:: Dataset entries ::

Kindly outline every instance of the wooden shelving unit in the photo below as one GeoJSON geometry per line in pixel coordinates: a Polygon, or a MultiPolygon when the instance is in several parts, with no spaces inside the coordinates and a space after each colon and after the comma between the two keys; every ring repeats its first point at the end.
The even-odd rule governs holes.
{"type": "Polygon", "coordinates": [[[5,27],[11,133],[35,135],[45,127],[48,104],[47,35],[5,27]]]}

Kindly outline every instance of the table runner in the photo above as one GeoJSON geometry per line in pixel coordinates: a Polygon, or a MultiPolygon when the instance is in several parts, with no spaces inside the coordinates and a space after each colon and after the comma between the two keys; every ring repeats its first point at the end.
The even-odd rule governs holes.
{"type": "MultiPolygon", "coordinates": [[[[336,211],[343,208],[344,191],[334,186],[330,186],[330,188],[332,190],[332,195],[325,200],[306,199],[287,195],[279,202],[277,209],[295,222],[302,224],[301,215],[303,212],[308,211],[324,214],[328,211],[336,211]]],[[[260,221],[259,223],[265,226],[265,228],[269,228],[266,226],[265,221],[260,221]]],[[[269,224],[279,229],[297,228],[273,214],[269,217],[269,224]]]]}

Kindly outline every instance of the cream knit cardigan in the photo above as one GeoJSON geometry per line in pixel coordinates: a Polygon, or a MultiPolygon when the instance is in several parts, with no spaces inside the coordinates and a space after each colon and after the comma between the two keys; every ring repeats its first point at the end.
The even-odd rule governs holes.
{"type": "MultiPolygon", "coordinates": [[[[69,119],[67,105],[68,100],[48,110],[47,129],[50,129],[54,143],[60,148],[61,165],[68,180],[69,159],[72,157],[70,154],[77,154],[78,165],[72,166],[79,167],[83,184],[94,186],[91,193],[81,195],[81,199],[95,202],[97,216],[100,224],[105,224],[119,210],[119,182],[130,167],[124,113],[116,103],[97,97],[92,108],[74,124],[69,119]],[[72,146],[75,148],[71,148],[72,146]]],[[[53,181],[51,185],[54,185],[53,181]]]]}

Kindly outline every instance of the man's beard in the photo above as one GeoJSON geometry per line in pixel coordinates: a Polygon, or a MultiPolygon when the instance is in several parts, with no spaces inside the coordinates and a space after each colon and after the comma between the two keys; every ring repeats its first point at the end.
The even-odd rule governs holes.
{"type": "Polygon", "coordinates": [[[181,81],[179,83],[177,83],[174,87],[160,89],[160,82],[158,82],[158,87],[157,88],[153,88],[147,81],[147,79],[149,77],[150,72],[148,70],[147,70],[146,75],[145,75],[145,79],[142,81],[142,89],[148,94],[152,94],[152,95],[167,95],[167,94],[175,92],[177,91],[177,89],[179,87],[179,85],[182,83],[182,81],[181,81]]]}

:: What you have to do ::
Reproduce the listing verbatim, starting at the line that contains "Kindly outline every instance of the man's" and continuing through the end of the listing above.

:: Response to this task ::
Kindly outline every instance of the man's beard in the photo above as one GeoJSON geometry per line in pixel coordinates: a Polygon, or a MultiPolygon when the instance is in several parts, with no spaces inside the coordinates and a space after each colon and after the comma between the two keys; every ring repeats its first point at the end.
The even-odd rule governs holes.
{"type": "Polygon", "coordinates": [[[181,81],[179,83],[177,83],[174,87],[160,89],[160,82],[158,82],[158,87],[157,88],[153,88],[147,81],[147,79],[149,77],[150,72],[148,70],[147,70],[146,75],[145,75],[145,79],[142,81],[142,89],[148,94],[152,94],[152,95],[167,95],[167,94],[175,92],[177,91],[177,89],[179,87],[179,85],[182,83],[182,81],[181,81]]]}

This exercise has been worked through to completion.